**Exercise a:** Write out the entire virtiofsd patch email below, word for word.

**Selected extract:**
/---

All of lore.kernel.org
 help / color / mirror / Atom feed
From: "Dr. David Alan Gilbert (git)" <dgilbert@redhat.com>
To: qemu-devel@nongnu.org, renzhen@linux.alibaba.com,
	eguan@linux.alibaba.com, ganesh.mahalingam@intel.com,
	m.mizuma@jp.fujitsu.com, mszeredi@redhat.com,
	misono.tomohiro@jp.fujitsu.com, tao.peng@linux.alibaba.com,
	piaojun@huawei.com, stefanha@redhat.com, vgoyal@redhat.com,
	mst@redhat.com, berrange@redhat.com
Subject: [PATCH 06/25] virtiofsd: passthrough_ll: add fallback for racy ops
Date: Thu, 24 Oct 2019 12:26:59 +0100	[thread overview]
Message-ID: <20191024112718.34657-7-dgilbert@redhat.com> (raw)
In-Reply-To: <20191024112718.34657-1-dgilbert@redhat.com>

From: Miklos Szeredi <mszeredi@redhat.com>

We have two operations that cannot be done race-free on a symlink in
certain cases: utimes and link.

Add racy fallback for these if the race-free method doesn't work.  We do
our best to avoid races even in this case:

  - get absolute path by reading /proc/self/fd/NN symlink

  - lookup parent directory: after this we are safe against renames in
    ancestors

  - lookup name in parent directory, and verify that we got to the original
    inode,  if not retry the whole thing

Both utimes(2) and link(2) hold i_lock on the inode across the operation,
so a racing rename/delete by this fuse instance is not possible, only from
other entities changing the filesystem.

\---

**Exercise b:** From the data records entries, extract everything from the start down to the line containing "[168,102,172,116]", including both ends. Leave the pictures out of your answer.

Data records
/---

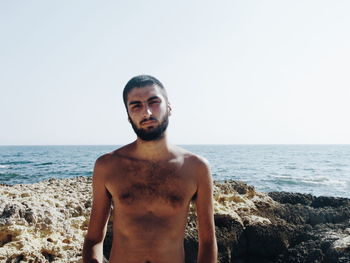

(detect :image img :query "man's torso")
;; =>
[101,146,198,263]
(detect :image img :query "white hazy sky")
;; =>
[0,0,350,145]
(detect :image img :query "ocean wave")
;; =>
[34,162,53,166]
[0,161,32,165]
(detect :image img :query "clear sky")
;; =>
[0,0,350,145]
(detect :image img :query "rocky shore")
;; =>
[0,177,350,263]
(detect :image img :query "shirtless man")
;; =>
[83,75,217,263]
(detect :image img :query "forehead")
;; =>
[127,85,164,102]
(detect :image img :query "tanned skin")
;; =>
[83,85,217,263]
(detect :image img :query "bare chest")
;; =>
[108,162,196,209]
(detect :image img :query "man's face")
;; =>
[127,85,170,141]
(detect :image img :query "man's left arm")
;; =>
[196,160,217,263]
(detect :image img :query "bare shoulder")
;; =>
[177,147,210,173]
[95,145,129,170]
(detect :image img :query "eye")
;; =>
[149,100,160,104]
[131,104,141,109]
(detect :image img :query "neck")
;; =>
[134,133,170,161]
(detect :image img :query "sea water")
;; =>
[0,145,350,198]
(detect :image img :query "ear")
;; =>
[168,102,172,116]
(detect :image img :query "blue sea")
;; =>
[0,145,350,198]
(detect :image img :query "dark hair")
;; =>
[123,75,168,110]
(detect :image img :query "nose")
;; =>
[143,107,152,118]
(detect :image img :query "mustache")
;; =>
[140,117,158,124]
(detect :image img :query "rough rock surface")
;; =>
[0,177,350,263]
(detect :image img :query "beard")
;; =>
[129,114,169,141]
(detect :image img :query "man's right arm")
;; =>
[83,156,111,263]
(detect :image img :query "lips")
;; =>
[140,118,157,125]
[141,120,157,125]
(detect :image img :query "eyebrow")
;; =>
[129,96,160,106]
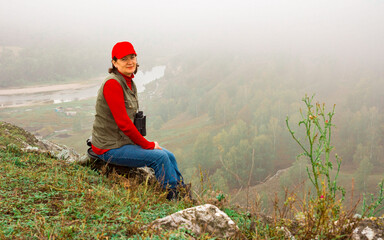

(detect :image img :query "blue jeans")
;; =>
[98,145,184,188]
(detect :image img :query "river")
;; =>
[0,66,166,108]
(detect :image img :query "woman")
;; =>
[92,42,184,199]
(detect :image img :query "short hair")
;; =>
[108,57,140,74]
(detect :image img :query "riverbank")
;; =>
[0,77,103,96]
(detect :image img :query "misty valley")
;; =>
[0,48,384,216]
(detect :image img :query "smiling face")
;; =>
[112,54,137,76]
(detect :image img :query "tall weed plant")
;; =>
[286,95,345,200]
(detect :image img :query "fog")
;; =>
[0,0,384,207]
[0,0,384,64]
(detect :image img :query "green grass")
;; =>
[0,145,198,239]
[0,144,294,239]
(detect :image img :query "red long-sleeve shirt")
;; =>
[92,74,155,155]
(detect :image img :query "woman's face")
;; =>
[112,54,137,76]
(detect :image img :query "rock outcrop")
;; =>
[0,122,83,163]
[0,122,155,182]
[150,204,241,239]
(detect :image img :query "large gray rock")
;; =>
[0,122,155,182]
[150,204,242,239]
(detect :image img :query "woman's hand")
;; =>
[154,142,163,150]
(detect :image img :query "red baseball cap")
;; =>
[112,42,137,59]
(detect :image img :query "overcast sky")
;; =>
[0,0,384,65]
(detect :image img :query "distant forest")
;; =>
[0,41,384,199]
[0,45,107,88]
[140,50,384,195]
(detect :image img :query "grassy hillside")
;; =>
[0,125,292,239]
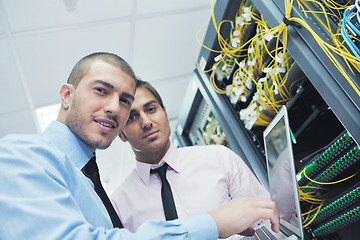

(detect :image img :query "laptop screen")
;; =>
[264,106,302,237]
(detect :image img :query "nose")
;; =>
[104,95,120,115]
[140,112,152,130]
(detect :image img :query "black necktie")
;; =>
[83,156,123,228]
[150,163,178,220]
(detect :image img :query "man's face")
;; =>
[120,87,170,163]
[66,61,135,151]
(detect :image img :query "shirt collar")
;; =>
[43,121,93,170]
[136,144,181,186]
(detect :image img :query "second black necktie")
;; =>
[150,163,178,220]
[83,156,123,228]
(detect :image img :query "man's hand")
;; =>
[209,197,280,238]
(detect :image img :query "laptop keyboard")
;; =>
[242,226,277,240]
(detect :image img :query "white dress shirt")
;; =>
[111,142,269,234]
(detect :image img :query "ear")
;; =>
[60,83,75,110]
[119,130,127,142]
[164,107,170,122]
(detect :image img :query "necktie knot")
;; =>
[150,163,169,179]
[83,156,123,228]
[84,156,99,176]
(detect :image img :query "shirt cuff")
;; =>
[182,214,219,240]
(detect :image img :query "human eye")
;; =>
[146,106,156,113]
[120,97,132,106]
[95,87,108,94]
[127,115,136,123]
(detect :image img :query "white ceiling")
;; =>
[0,0,211,192]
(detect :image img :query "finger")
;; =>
[240,227,255,237]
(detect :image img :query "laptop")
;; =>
[241,105,304,239]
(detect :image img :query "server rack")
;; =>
[175,0,360,239]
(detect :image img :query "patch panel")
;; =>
[309,187,360,226]
[298,133,354,186]
[313,206,360,236]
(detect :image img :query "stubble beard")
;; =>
[66,101,111,150]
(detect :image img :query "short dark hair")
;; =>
[136,78,164,109]
[67,52,136,88]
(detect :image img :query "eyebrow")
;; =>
[95,80,135,100]
[130,100,157,114]
[95,80,115,89]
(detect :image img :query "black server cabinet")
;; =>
[175,0,360,239]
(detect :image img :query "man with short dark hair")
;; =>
[111,80,269,238]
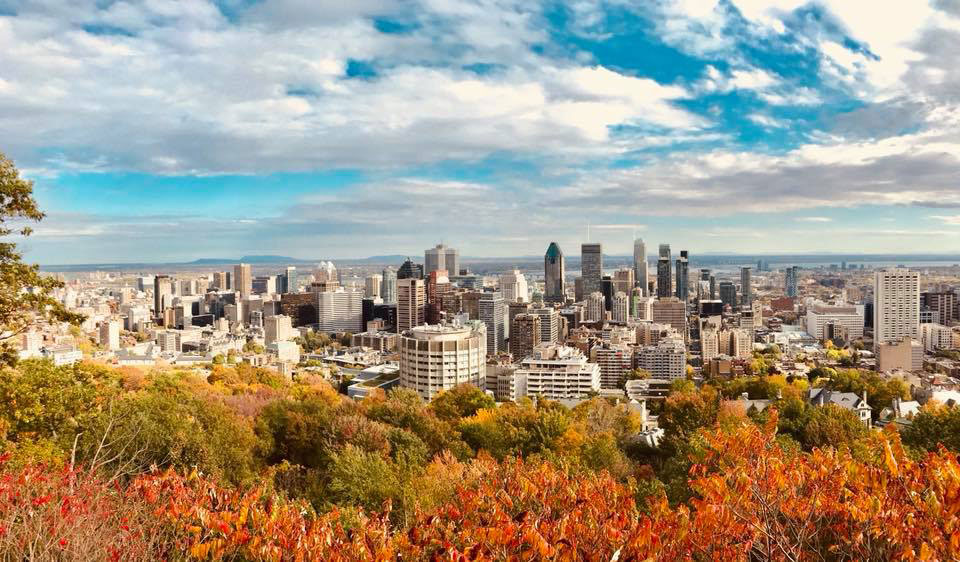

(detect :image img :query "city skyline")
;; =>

\---

**Correct answer a:**
All of lore.kernel.org
 help / color / mirror / Atom feed
From: "Dr. David Alan Gilbert (git)" <dgilbert@redhat.com>
To: qemu-devel@nongnu.org, renzhen@linux.alibaba.com,
	eguan@linux.alibaba.com, ganesh.mahalingam@intel.com,
	m.mizuma@jp.fujitsu.com, mszeredi@redhat.com,
	misono.tomohiro@jp.fujitsu.com, tao.peng@linux.alibaba.com,
	piaojun@huawei.com, stefanha@redhat.com, vgoyal@redhat.com,
	mst@redhat.com, berrange@redhat.com
Subject: [PATCH 06/25] virtiofsd: passthrough_ll: add fallback for racy ops
Date: Thu, 24 Oct 2019 12:26:59 +0100	[thread overview]
Message-ID: <20191024112718.34657-7-dgilbert@redhat.com> (raw)
In-Reply-To: <20191024112718.34657-1-dgilbert@redhat.com>

From: Miklos Szeredi <mszeredi@redhat.com>

We have two operations that cannot be done race-free on a symlink in
certain cases: utimes and link.

Add racy fallback for these if the race-free method doesn't work.  We do
our best to avoid races even in this case:

  - get absolute path by reading /proc/self/fd/NN symlink

  - lookup parent directory: after this we are safe against renames in
    ancestors

  - lookup name in parent directory, and verify that we got to the original
    inode,  if not retry the whole thing

Both utimes(2) and link(2) hold i_lock on the inode across the operation,
so a racing rename/delete by this fuse instance is not possible, only from
other entities changing the filesystem.

**Correct answer b:**
(detect :image img :query "man's torso")
;; =>
[101,146,198,263]
(detect :image img :query "white hazy sky")
;; =>
[0,0,350,145]
(detect :image img :query "ocean wave")
;; =>
[34,162,53,166]
[0,161,32,165]
(detect :image img :query "clear sky")
;; =>
[0,0,350,145]
(detect :image img :query "rocky shore")
;; =>
[0,177,350,263]
(detect :image img :query "shirtless man")
;; =>
[83,75,217,263]
(detect :image img :query "forehead")
;; =>
[127,85,164,102]
(detect :image img :query "tanned skin")
;; =>
[83,85,217,263]
(detect :image img :query "bare chest")
;; =>
[108,162,196,209]
(detect :image img :query "man's face")
;; =>
[127,85,170,141]
(detect :image img :query "man's left arm")
;; =>
[196,160,217,263]
(detect :image img :query "bare shoulder")
;; =>
[177,147,210,173]
[95,145,129,170]
(detect :image img :query "eye")
;; =>
[149,100,160,104]
[131,104,141,109]
(detect :image img :query "neck")
;; =>
[134,133,170,161]
(detect :image img :query "sea water")
;; =>
[0,145,350,198]
(detect :image img :query "ear")
;; =>
[168,102,172,116]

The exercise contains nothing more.